● Exercise task 1:
Copy out the records below, starting with their first line and going on through the line that contains "top-left (426, 1), bottom-right (440, 44)", and leave out the pictures.

+++++

Good on them. GitHub secrets cause a lot of problems. They will always create a better idiot but this idiot trap is long past due.
I also can’t wait until people base64 their creds to get past this. Explaining to some that base64 isn’t encryption tends to be hard so I imagine people will feel safe just base64 and checking it in.
base64 is far too much work. A new dev turned '"AKIAIOSFODNN7EXAMPLE"' into '"AK"
+ "IAIOSFODNN7EXAMPLE"' to make the security alert go away.
Thankfully, the alert was sent to enough people it was caught by someone else, and the key was destroyed before someone outside could have fun with it.
I legitimately recently had to argue with a PM and his developers, that a base64 encoded user ID isn’t considered security best practices for API authentication. Even when I showed them how I can produce the “secret” myself, they kept arguing that I was wrong.
Does secret scanning also apply to public GitHub Action logs and Issues (or more generally, Checks logs)?
We found Action logs to be a much bigger threat now that many folks have learned not to embed secrets directly into the code and to use secret managers instead. But even then, the secrets retrieved in a step can be printed in plaintext if someone, for example, runs that step debug mode.
Issues can also accidentally leak secrets via for example, third-party code builders that print their output in an issue.
GitHub PM here. Right now we scan code, commit metadata, issues, and issue comments. We're expanding to other content types over time, with support for pull request bodies and comments coming in early 2023. Actions logs are on our list too, but will take a little longer.
(It's worth noting that any secrets in your Actions secret store will already be redacted in any Actions logs, so those won't leak there.)
Searching for creds can be tricky if they can't be readily distinguished from other text.
Can anyone think of a problem with generating customer API keys that have a known prefix that makes them more detectable?
For example, a key like "FooSecret.ZTNiMGM0NDI5OGZjMWMxNDlhZmJmNGM4OTk2ZmI5". I wouldn't think that'd open up any new attacks, but I'm no expert on the matter.
GitHub PM here. We switched our own token format to something similar to the above in April of last year and have been encouraging other service providers to do the same.
The big benefit of highly identifiable tokens is not just that we can alert on them, but that we can scan for them at pre-receive time and prevent them from leaking (by rejecting the push). We already have that functionality as part of GitHub Advanced Security, and are planning to make it available (for free) on public repos in 2023.

+++++

● Exercise task 2:
Continue the discussion about GitHub secret scanning, picking up right after its last post.

+++++

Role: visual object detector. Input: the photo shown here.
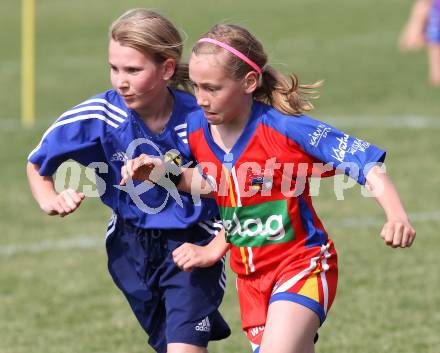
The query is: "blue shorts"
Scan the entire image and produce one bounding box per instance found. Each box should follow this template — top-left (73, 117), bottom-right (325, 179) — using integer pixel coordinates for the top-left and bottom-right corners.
top-left (426, 1), bottom-right (440, 44)
top-left (106, 216), bottom-right (231, 353)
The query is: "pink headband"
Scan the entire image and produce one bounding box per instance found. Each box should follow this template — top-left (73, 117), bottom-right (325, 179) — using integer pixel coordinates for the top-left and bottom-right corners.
top-left (197, 38), bottom-right (263, 75)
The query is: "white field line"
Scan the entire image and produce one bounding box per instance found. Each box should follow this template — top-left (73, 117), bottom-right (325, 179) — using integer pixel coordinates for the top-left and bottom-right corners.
top-left (0, 114), bottom-right (440, 133)
top-left (0, 211), bottom-right (440, 257)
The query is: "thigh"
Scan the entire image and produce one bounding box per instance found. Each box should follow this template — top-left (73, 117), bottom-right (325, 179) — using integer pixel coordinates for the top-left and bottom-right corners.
top-left (260, 301), bottom-right (320, 353)
top-left (160, 228), bottom-right (230, 347)
top-left (428, 44), bottom-right (440, 86)
top-left (270, 241), bottom-right (338, 324)
top-left (106, 219), bottom-right (167, 353)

+++++

● Right answer 1:
Role: visual object detector. Input: the photo shown here.
The query is: "blue shorts"
Scan the entire image and produce one bounding box per instance found. Each box should follow this template — top-left (73, 117), bottom-right (325, 179) — using integer pixel coordinates for the top-left and bottom-right corners.
top-left (426, 1), bottom-right (440, 44)

● Right answer 2:
I argued for something like that previously on HN, like adding a domain prefix 'myservice.com_secretkeyhere'. This would allow automatic discovery of the reporting/revocation endpoint from the key. Then someone pointed out that you could just use an actual URL as your secret key and have that be the URL you visit to revoke it, and I think that is genius.
Next service I make that has API keys, I will make them look like `https://secret.myservice.org/ZTNiMGM0NDI5OGZjMWM`. POSTing to that URL revokes the key, a GET shows a form explaining what it is and a button to revoke the key.
One issue is that some email services mangle URLs specifically, and that would be bad for keys.
Another approach is to identify likely ones based on the entropy of the strings. I used a tool that did precisely this once and found some, but can't find it anymore.
We use this at our company. Wildly successful at finding tokens for most of the usual suspects. If they are including secret blocking - it will prevent someone from doing the dumb as well.
One question/behavior - if the secret scanner found something and folks resolved it -> secret blocking is enabled -> and a developer does the dumb again, should it block the PR with the new secret? Wondering if we might have something misconfigured as I have seen new secrets get added after we enabled blocking.
Hello! I am an engineer on the Secret Scanning team, thanks for the kind words!
- "push protection" (as we call it) isn't available for free, and isn't part of this rollout.
- For folks who do pay, the flow may be: a developer tries to push, they bypass the secret, are now able to push. From there, an alert is created which they can resolve (maybe it is "used in tests").
- If the _same_ secret is pushed again, we won't block that push. We also won't create a new alert; however, a new location may be recorded within the resolved alert (if you click into it).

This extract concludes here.